_Instructions to follow_
Your task is to copy the listing exactly. Drop any pictures from the copy.
※
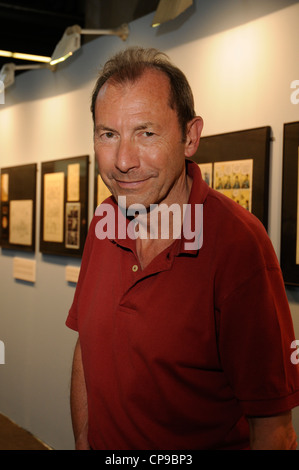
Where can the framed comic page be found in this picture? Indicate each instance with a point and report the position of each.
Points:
(237, 165)
(64, 206)
(289, 255)
(101, 192)
(18, 207)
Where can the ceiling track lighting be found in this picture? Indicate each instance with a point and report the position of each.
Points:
(71, 40)
(69, 43)
(7, 73)
(169, 9)
(22, 56)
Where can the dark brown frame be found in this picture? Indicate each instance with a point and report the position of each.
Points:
(240, 145)
(22, 186)
(55, 166)
(289, 210)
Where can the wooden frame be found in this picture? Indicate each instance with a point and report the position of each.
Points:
(64, 206)
(289, 255)
(251, 144)
(18, 207)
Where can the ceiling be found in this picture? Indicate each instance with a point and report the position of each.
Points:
(35, 26)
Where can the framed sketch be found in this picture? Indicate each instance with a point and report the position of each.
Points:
(289, 255)
(101, 192)
(237, 164)
(18, 207)
(64, 206)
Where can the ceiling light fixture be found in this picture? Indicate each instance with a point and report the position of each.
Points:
(22, 56)
(7, 73)
(169, 9)
(71, 40)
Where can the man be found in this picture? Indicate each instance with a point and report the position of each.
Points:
(179, 347)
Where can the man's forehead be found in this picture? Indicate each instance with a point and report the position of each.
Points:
(149, 78)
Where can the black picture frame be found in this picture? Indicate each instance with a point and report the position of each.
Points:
(77, 218)
(21, 186)
(289, 208)
(240, 145)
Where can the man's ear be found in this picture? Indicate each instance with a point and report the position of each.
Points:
(194, 130)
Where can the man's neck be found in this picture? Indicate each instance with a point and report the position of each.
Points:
(161, 226)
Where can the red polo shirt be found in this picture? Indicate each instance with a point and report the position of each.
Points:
(176, 355)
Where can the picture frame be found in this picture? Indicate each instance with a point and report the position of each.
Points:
(289, 253)
(18, 207)
(64, 206)
(252, 145)
(101, 192)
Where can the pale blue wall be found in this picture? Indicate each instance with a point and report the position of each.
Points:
(46, 117)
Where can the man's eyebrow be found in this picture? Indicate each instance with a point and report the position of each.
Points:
(102, 127)
(146, 125)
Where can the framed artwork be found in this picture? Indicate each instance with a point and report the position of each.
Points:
(64, 206)
(289, 255)
(237, 164)
(18, 207)
(101, 192)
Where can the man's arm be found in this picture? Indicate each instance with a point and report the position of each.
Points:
(272, 433)
(79, 410)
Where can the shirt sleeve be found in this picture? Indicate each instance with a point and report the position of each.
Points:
(255, 337)
(72, 319)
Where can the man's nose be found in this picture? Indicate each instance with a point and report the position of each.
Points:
(127, 157)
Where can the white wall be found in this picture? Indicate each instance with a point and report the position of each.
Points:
(240, 61)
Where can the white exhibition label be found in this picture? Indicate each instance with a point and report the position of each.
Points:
(24, 269)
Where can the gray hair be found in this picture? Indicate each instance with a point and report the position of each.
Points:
(129, 64)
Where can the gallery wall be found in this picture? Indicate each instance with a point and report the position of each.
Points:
(240, 62)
※
_Answer section_
Where can the framed comic page be found in this picture? Indicate each instance with a point and report the position of each.
Points:
(237, 165)
(64, 206)
(289, 255)
(101, 192)
(18, 207)
Where can the ceiling track lighting be found in this picture? Indicate each instance with a point and report the position of each.
Points:
(71, 40)
(69, 43)
(7, 73)
(169, 9)
(22, 56)
Where can the dark brown frame be found in this picture? Indicate each instance with a point and report the position of each.
Points:
(240, 145)
(22, 186)
(55, 166)
(289, 210)
Where can the wooden frame be found in this picture? Indicate each instance with a point and report the position of each.
Points:
(64, 206)
(289, 255)
(251, 144)
(18, 207)
Where can the ceiling be found in this picture? Indicate each instance with a point and report the position of each.
Points:
(35, 26)
Where can the framed sketch be found in this picture? Indicate each instance with a point and report the position of each.
Points:
(289, 255)
(101, 192)
(237, 164)
(18, 207)
(64, 206)
Where can the ceiling light fixture be found in this picture? Indicate each instance with a point and report the position of each.
Points:
(22, 56)
(7, 73)
(169, 9)
(71, 40)
Where can the man be found in this picture? Indicate each instance with a point and report the position of each.
Points:
(179, 347)
Where can the man's forehead be found in this picture? Indicate each instance with a point and report the position of each.
Points:
(149, 78)
Where can the black picture frame be found in this picture? Indicate each instance with a point and report the position of each.
Points:
(77, 218)
(21, 186)
(289, 208)
(240, 145)
Where can the man's ear be found in this picture? Indicate each instance with a point and report the position of each.
Points:
(194, 130)
Where can the man's neck be found in this picture? Indicate each instance with a point and report the position of each.
Points:
(161, 226)
Where can the red polo shirt be found in this picture? Indicate each instance with a point and report the position of each.
Points:
(176, 355)
Where can the picture frame be found in this picture? Indicate each instance with a point and report the position of each.
Points:
(289, 253)
(18, 207)
(64, 206)
(252, 145)
(101, 192)
Where can the pale blue wall be found in this picture? Indicate each instance with a point and report the position of each.
Points:
(46, 117)
Where can the man's eyebrow be found in this picture? Indicate each instance with a point and report the position of each.
Points:
(102, 127)
(146, 125)
Where can the framed artwork be found in this picture? Indicate each instance with a point and report the position of each.
Points:
(64, 206)
(289, 255)
(237, 164)
(18, 207)
(101, 192)
Where can the man's arm be found in this picture? Indicate each instance with a point and report the position of each.
Points:
(272, 433)
(79, 410)
Where can the shirt sleeve be found in this picture? Indicate each instance with a point and report the position of each.
Points:
(255, 337)
(72, 319)
Where can the man's nose be found in this picture? Indicate each instance with a point and report the position of each.
Points:
(127, 157)
Where can the white wall be found in this picture? Indicate each instance with a point and report the position of each.
Points:
(240, 61)
Where can the white exhibition label be found in this picture? Indicate each instance with a point and report the position of each.
Points:
(24, 269)
Where can the gray hair be found in this picture? Indicate each instance with a point and report the position of each.
Points:
(129, 64)
Where can the gallery wall be found in this picture? Indicate each instance with a point and report the position of each.
Points:
(240, 62)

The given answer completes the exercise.